- _Belge Alıntısı_
────
Kullanım süreleri bitmek üzere olan millerimizle 2016’nın son günlerinde yaklaşık 800’er TL’ye (216 Euro) Paris’e gidiş-dönüş uçak biletlerimizi aldık ve 6 ay sonraki Fransa yolculuğumuzu beklemeye başladık.
Mayıs ayının son günlerde Paris’te yaşayan Zeynep ve Ela’nın önerileriyle, hem daha az turistlik olduğu, hem de metroya ve Arles’a gitmek için kullanacağımız Gare de Lyon tren garına yakın olduğu için, Viyana’daki gibi bölge bölge planlanmış olan merkez Paris’in 11. bölgesinde (11th Arrondissement) karar kılıp, Yunanistan, Danimarka ve Norveç’ten sonra Fransa’da da Airbnb kullanarak 6 gece için 1704 TL’ye (425 Euro) bir ev kiraladık.
Sophie, “Paris’te neler yapılabilir” adlı harikulade bir liste hazırlayıp bize gönderdi. Gitmemize bir-iki hafta kala ben de o listedeki yerleri yakınlıklarına göre sıralayıp görmek istediğim birkaç yeri de ekleyerek 6 günlük bir plan hazırladım. Artık gitmeye hazırdık.
20 Haziran 2017, Salı (İstanbul, Paris)
(1 Dolar: 3,5278 TL – 1 Euro: 3,9355 TL)
Haziranın son günlerinde olmamıza rağmen hiç alışık olmadığımız bir şekilde nerdeyse tüm Türkiye’de bol bulutlu, rüzgârlı ve yağmurlu günler geçiriyorduk. 19 Haziran Pazartesi günü Ankara 18-20 derece arasında dolaşıyorken Zeynep, “Paris yanıyor, 32 derece” diye mesaj atıyordu. Oysa ben bunun tam tersine alışkındım. Hakan’la Rancid konseri için 2012 Temmuz’unda Viyana’ya gittiğimizde Türkiye cayır cayır yanarken Viyana 19-20 derece arası seyrediyor ve ara ara deli gibi yağmur yağıyordu. Ya da geçen yıl Temmuzun son günlerinde Kopenhag’da geçirdiğimiz ilk gün bol güneşli olunca kaldığımız evin sahibi, “şanslısınız çünkü Kopenhag’da tüm günün güneşli olduğu çok ender olur” demiş, Göteborg’a döndüğümüzde de soğuk rüzgârlar nedeniyle tir tir titremiştik.
────
- _Yapılacaklar_
1. Paris yolculuğu metnine göre (a), (b) ve (c) ifadelerinin her biri için evet ya da hayır deyin ve kararı belirleyen sözleri metinden aynen alıntılayın: (a) Uçak biletleri millerle yaklaşık 800'er TL'ye alındı. (b) Ev, Paris'in 11. bölgesinde 6 gece için kiralandı. (c) 19 Haziran Pazartesi günü Ankara'da hava 32 dereceydi.
2. Paris yolculuğu metnine dayanarak aşağıdaki soruları her birini ayrı bir satırda ve aynı harflerle cevaplayın.
(a) "Paris’te neler yapılabilir" adlı listeyi kim hazırladı?
(b) Rancid konseri için Viyana'ya hangi ay ve yılda gidildi?
(c) Gare de Lyon garı metronun yanı sıra hangi şehre gitmek için kullanılacaktı?
3. Paris yolculuğu metninin devamını, son cümlesinden sonra gelecek biçimde yazın.
Ardından gelen satırlara ihtiyaç duyulmaz.
────
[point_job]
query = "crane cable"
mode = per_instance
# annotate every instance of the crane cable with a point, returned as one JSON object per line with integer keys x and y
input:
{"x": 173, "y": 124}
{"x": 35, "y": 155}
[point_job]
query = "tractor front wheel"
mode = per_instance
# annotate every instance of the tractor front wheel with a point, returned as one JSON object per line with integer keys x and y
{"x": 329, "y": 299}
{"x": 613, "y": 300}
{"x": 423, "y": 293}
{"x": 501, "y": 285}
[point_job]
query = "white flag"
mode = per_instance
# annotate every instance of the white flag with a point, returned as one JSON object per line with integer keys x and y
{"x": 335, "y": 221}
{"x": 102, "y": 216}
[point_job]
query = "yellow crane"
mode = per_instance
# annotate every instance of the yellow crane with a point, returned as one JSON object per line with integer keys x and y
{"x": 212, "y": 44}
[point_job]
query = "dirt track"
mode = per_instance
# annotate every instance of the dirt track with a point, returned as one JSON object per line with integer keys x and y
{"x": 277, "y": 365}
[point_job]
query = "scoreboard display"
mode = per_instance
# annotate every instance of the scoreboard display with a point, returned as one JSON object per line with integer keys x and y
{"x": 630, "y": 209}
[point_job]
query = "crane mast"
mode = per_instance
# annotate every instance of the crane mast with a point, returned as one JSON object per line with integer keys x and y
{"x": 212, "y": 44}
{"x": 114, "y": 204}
────
- _Sonuçlar_
1.
(a) Evet: "millerimizle 2016’nın son günlerinde yaklaşık 800’er TL’ye (216 Euro) Paris’e gidiş-dönüş uçak biletlerimizi aldık"
(b) Evet: "merkez Paris’in 11. bölgesinde (11th Arrondissement) karar kılıp" ve "6 gece için 1704 TL’ye (425 Euro) bir ev kiraladık"
(c) Hayır: "19 Haziran Pazartesi günü Ankara 18-20 derece arasında dolaşıyorken"

2.
(a) Sophie
(b) 2012 Temmuz'unda
(c) Arles

3.
Salı sabahı saat 4.15’te kalkıp 75 TL ödediğimiz transfer aracına atlayıp 4.45’te yola koyulduk. Bavulları teslim edip, yurtdışı çıkış harçlarımızı ödedikten sonra tıpkı Samsun ve Gaziantep’e giderken uçakta business class olmadığı için önlerden seyahat edebildiğim gibi, benzer bir durum nediyle bu sefer de 6A ve 6B’ye oturup güzel bir görüş açısı eşliğinde İstanbul Sabiha Gökçen’e uçtuk. Yolculuğun en efsanevi anı, uçağın bulutlar üzerine düşen gölgesini takip ettiğimiz harikulade zamandı. Çünkü uçağın gölgesi uzaktaki bir bulutun üzerinde minicik görünürken hemen akabinde yakındaki bir bulutun üzerinde kocaman görünüyordu. Defterlerin sayfa kenarlarına çizilen ve hızlıca çevrildiği zaman canlanan bir çizim gibi! (Aşağıdaki videoyu izlerseniz demek istediğimi daha iyi anlayacaksınız.)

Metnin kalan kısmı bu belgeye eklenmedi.